◆ **WHAT YOU SHOULD DO**: Please repeat, without alteration, the line containing "Detect alloy wheel." and every line that follows it to the end of the entries below, and only those lines.

◆ **Dataset entries**:
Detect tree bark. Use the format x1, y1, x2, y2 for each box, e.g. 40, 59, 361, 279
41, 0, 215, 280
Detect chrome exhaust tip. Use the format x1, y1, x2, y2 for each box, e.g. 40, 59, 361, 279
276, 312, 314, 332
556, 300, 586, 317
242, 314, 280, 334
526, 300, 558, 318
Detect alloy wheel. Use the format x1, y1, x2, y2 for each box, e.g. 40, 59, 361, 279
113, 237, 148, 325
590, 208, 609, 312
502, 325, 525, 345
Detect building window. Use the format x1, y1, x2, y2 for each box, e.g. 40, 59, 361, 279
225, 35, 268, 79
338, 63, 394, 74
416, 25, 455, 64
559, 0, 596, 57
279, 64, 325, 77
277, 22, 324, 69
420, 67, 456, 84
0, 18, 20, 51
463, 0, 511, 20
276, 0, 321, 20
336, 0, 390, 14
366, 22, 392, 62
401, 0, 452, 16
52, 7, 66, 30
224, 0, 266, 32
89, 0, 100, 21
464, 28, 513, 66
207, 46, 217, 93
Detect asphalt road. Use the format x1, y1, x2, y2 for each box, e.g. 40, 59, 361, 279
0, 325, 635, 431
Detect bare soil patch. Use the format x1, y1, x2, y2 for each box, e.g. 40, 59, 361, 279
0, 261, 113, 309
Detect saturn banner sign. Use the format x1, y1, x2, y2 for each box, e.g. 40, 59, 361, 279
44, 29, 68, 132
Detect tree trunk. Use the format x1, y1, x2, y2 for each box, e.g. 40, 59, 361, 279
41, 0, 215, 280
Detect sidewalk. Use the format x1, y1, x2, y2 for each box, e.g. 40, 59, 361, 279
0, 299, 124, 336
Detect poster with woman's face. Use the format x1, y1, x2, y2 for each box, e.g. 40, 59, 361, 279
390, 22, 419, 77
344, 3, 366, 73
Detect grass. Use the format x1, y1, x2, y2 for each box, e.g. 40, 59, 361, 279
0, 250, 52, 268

◆ **TASK ANSWER**:
Detect alloy wheel. Use the format x1, y1, x2, y2 for each box, e.g. 40, 59, 361, 279
113, 237, 148, 325
590, 208, 609, 312
502, 325, 525, 345
Detect building window. Use the format x1, y1, x2, y2 for each box, e.g. 40, 59, 361, 279
225, 35, 268, 79
338, 63, 394, 74
416, 25, 455, 64
559, 0, 596, 57
279, 64, 325, 77
277, 22, 324, 69
420, 67, 456, 84
0, 18, 20, 51
463, 0, 511, 20
276, 0, 321, 20
336, 0, 390, 14
366, 22, 392, 62
401, 0, 452, 16
52, 7, 66, 30
224, 0, 266, 32
89, 0, 100, 21
464, 28, 513, 66
207, 46, 217, 93
Detect asphalt road. Use the format x1, y1, x2, y2 for each box, e.g. 40, 59, 361, 279
0, 325, 635, 431
Detect bare soil patch. Use the format x1, y1, x2, y2 for each box, e.g. 40, 59, 361, 279
0, 261, 113, 309
Detect saturn banner sign. Use the format x1, y1, x2, y2 for each box, e.g. 40, 59, 361, 279
44, 29, 68, 132
Detect tree trunk. Use the format x1, y1, x2, y2 for each box, e.g. 40, 59, 361, 279
41, 0, 215, 280
Detect sidewalk. Use the format x1, y1, x2, y2 for each box, e.g. 40, 59, 361, 279
0, 299, 124, 336
Detect poster with woman's face. Use the format x1, y1, x2, y2 for each box, e.g. 40, 59, 361, 279
390, 22, 419, 77
344, 3, 366, 73
Detect grass. Use the format x1, y1, x2, y2 for each box, e.g. 40, 59, 361, 279
0, 250, 52, 268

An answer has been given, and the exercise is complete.